● Short exercise
Please return the full listing below without altering anything.

● Task data

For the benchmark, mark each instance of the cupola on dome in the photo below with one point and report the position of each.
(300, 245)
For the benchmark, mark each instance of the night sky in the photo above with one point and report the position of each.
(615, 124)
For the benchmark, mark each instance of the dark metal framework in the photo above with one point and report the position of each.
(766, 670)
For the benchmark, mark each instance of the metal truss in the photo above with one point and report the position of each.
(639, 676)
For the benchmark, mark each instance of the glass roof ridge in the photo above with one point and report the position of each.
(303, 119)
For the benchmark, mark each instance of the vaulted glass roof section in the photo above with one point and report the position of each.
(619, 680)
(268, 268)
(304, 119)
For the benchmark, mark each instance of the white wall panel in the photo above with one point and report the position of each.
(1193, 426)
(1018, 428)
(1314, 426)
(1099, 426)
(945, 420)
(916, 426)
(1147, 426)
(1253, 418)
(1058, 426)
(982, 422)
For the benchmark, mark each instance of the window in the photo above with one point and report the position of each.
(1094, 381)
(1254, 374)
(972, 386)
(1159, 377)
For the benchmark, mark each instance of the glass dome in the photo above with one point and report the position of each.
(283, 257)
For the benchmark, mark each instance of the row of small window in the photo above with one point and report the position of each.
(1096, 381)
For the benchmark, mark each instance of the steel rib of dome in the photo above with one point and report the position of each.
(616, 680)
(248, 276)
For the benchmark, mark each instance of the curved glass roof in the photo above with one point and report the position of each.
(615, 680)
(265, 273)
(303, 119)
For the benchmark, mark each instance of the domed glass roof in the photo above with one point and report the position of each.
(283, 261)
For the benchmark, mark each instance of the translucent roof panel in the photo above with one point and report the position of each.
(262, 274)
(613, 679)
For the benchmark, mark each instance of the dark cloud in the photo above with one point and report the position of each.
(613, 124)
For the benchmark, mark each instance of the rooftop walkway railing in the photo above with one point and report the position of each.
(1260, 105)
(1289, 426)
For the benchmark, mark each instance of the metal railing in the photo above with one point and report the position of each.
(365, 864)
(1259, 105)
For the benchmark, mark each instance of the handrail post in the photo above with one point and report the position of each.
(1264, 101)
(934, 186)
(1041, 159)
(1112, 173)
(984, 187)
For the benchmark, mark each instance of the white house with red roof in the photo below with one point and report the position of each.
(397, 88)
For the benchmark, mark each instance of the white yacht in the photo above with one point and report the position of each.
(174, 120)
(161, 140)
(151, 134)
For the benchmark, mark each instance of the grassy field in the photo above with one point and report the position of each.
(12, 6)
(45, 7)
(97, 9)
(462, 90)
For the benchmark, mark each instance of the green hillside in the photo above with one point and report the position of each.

● Correct output
For the benchmark, mark each instance of the cupola on dome in the photo below with one point and report the position of each.
(300, 245)
For the benchmark, mark each instance of the night sky in the photo above with one point and report the position of each.
(615, 124)
For the benchmark, mark each instance of the dark metal framework in the photo above with one point and report the position of each.
(766, 670)
For the benchmark, mark each instance of the metal truss in the photo above with one point and report the position of each.
(639, 676)
For the benchmark, mark each instance of the glass roof ridge in the photo above with one point and report the position of each.
(303, 119)
For the benchmark, mark each instance of the vaulted glass roof section in the photo above with one point and report the position of each.
(619, 680)
(268, 268)
(304, 119)
For the benchmark, mark each instance of the white wall panel in the photo above with one point and report the position of each.
(1193, 426)
(1018, 428)
(1314, 426)
(1099, 426)
(945, 420)
(916, 426)
(1147, 426)
(1253, 418)
(1058, 426)
(982, 422)
For the benchmark, mark each instance of the window in the photo above with one point and report the position of each.
(1094, 381)
(1254, 374)
(972, 386)
(1159, 377)
For the benchmark, mark each instance of the glass dome in the photo above with one point and report the position of each.
(283, 257)
For the benchmark, mark each instance of the row of small window in the photo above with one point and report the position of each.
(1096, 381)
For the benchmark, mark each instance of the steel rib of dome in the photo above with one point and report the position of each.
(616, 680)
(248, 276)
For the benchmark, mark each instance of the curved glass roof in the photo above with one point and report the position of each.
(615, 680)
(265, 273)
(303, 119)
For the benchmark, mark each instance of the domed glass roof in the photo above with one point and report the position of each.
(283, 261)
For the benchmark, mark each instance of the translucent roof panel in the photo above with one point and report the position of each.
(262, 274)
(613, 679)
For the benchmark, mark each instance of the dark cloud in the photo above with one point and report the position of each.
(613, 124)
For the benchmark, mark each instance of the rooftop walkway railing in the photo above with one point and report the position of each.
(1260, 105)
(1289, 426)
For the benchmark, mark each instance of the metal railing in the photo above with one point and report the position of each.
(365, 864)
(1259, 105)
For the benchmark, mark each instance of the handrail post in the photo above with one point and report the position of each.
(1264, 101)
(934, 186)
(1041, 159)
(1112, 173)
(984, 187)
For the benchmark, mark each instance of the white house with red roof in the photo below with one point and report the position of each.
(397, 88)
For the benchmark, mark each instance of the white yacht in the photo above with one point and report the position of each.
(174, 120)
(161, 140)
(151, 134)
For the benchmark, mark each instance of the grassy field in the photo above with one point and report the position of each.
(12, 6)
(45, 7)
(97, 9)
(462, 90)
For the benchmark, mark each instance of the green hillside in the photo above with one point and report the position of each.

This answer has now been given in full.